There was one squirrel that seemed to have a charmed life; for if I shot that beggar once, it was ten times, so I gave him up as a bad job and did not waste any more shot on him, but stuck a stick in his hole so in case at any time I came around I would not waste any more shot on him. At last I missed him from his usual hole, so some one must have got him. It seemed as if he knew me, for when I would come along, he would chirp and then duck into his hole. Did you every try to shoot one? Well, don't, but just save your powder.

Do you remember the trestle on New Broadway that ran from about Nineteenth to Hobart street, across the little creek from Delger's, west of Telegraph, for the horse cars, which they then called the Mountain View line, and how the boys on the cars used to "soak" any one driving below it?

**Supplied records:**
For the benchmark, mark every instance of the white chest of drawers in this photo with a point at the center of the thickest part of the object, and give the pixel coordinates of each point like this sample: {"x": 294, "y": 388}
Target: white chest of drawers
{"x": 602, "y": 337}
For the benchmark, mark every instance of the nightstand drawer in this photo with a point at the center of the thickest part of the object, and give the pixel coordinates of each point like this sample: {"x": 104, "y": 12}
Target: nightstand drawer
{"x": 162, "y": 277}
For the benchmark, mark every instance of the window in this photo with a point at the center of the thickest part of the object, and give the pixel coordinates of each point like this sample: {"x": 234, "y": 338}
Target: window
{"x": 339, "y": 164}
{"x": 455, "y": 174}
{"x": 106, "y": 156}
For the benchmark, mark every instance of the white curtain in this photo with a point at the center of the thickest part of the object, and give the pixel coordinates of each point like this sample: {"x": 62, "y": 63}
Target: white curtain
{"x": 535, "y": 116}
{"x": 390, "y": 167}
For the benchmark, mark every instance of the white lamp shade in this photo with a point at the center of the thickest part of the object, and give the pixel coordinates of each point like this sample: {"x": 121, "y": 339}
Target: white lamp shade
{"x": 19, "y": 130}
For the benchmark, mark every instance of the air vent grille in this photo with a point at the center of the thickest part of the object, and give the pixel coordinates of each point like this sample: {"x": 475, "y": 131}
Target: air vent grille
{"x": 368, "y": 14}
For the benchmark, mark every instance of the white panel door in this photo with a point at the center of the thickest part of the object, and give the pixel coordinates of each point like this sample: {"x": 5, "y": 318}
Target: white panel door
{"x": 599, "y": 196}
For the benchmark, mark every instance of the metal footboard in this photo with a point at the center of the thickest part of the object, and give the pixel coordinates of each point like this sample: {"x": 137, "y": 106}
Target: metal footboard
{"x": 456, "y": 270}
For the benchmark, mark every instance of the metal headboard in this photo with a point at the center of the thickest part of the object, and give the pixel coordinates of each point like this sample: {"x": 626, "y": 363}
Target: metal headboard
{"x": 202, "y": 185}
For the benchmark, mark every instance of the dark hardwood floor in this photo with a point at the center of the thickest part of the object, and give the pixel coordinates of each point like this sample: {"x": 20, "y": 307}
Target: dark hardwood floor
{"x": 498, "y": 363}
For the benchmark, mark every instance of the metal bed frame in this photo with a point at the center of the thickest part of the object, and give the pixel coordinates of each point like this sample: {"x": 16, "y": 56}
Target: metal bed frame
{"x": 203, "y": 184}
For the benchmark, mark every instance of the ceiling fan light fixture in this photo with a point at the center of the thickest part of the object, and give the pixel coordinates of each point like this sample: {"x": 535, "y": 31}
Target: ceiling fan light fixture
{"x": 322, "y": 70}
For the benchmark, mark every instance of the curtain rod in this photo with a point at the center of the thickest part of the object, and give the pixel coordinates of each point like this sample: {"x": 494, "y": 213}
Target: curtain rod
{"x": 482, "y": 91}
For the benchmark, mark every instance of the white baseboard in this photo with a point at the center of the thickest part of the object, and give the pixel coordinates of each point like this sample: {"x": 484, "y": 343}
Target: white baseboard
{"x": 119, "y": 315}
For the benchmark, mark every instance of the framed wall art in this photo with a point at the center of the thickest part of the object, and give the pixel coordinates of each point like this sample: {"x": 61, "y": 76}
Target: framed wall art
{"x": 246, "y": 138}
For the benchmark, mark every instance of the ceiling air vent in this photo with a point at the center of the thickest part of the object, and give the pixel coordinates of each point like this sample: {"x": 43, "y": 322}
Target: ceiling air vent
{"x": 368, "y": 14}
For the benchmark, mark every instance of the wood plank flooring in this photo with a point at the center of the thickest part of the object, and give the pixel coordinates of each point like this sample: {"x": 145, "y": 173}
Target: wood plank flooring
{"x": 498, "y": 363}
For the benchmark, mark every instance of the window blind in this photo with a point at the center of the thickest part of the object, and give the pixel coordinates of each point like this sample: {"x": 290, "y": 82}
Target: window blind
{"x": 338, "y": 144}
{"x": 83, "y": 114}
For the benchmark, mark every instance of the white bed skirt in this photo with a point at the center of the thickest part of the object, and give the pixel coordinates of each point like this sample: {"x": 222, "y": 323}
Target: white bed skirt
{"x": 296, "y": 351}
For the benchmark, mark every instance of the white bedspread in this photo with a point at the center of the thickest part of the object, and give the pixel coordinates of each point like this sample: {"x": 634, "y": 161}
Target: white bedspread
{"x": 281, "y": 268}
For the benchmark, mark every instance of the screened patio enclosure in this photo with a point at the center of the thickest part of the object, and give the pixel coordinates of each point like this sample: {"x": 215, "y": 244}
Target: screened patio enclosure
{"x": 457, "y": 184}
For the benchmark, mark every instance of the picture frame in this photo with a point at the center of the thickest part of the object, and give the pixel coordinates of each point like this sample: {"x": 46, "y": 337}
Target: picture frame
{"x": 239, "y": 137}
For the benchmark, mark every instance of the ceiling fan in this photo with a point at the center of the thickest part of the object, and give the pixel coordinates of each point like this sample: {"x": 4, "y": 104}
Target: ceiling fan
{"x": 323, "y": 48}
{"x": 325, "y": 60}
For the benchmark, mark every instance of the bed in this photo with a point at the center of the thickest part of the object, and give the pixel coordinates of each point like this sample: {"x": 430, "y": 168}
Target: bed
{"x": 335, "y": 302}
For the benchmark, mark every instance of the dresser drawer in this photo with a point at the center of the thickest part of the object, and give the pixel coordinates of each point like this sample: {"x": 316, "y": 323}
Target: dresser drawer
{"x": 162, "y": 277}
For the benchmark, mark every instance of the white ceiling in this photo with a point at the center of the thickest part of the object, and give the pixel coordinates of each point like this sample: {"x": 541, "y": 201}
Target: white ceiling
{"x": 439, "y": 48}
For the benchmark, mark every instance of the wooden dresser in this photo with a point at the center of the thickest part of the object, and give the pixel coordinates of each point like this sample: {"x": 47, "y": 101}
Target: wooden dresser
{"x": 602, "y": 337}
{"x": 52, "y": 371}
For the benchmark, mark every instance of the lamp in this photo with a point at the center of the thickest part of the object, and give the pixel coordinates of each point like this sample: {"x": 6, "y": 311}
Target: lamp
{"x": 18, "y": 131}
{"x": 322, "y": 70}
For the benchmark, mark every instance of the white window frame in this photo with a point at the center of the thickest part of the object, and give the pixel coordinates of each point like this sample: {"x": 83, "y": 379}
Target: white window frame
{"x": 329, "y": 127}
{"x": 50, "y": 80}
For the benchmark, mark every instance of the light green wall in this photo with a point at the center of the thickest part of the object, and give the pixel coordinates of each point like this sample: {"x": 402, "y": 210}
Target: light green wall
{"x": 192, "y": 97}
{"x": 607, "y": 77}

**Task instructions:** From the text about the squirrel and the trestle, print the stretch from "There was one" through "driving below it?" word for word.

**Answer to this exercise:**
There was one squirrel that seemed to have a charmed life; for if I shot that beggar once, it was ten times, so I gave him up as a bad job and did not waste any more shot on him, but stuck a stick in his hole so in case at any time I came around I would not waste any more shot on him. At last I missed him from his usual hole, so some one must have got him. It seemed as if he knew me, for when I would come along, he would chirp and then duck into his hole. Did you every try to shoot one? Well, don't, but just save your powder.

Do you remember the trestle on New Broadway that ran from about Nineteenth to Hobart street, across the little creek from Delger's, west of Telegraph, for the horse cars, which they then called the Mountain View line, and how the boys on the cars used to "soak" any one driving below it?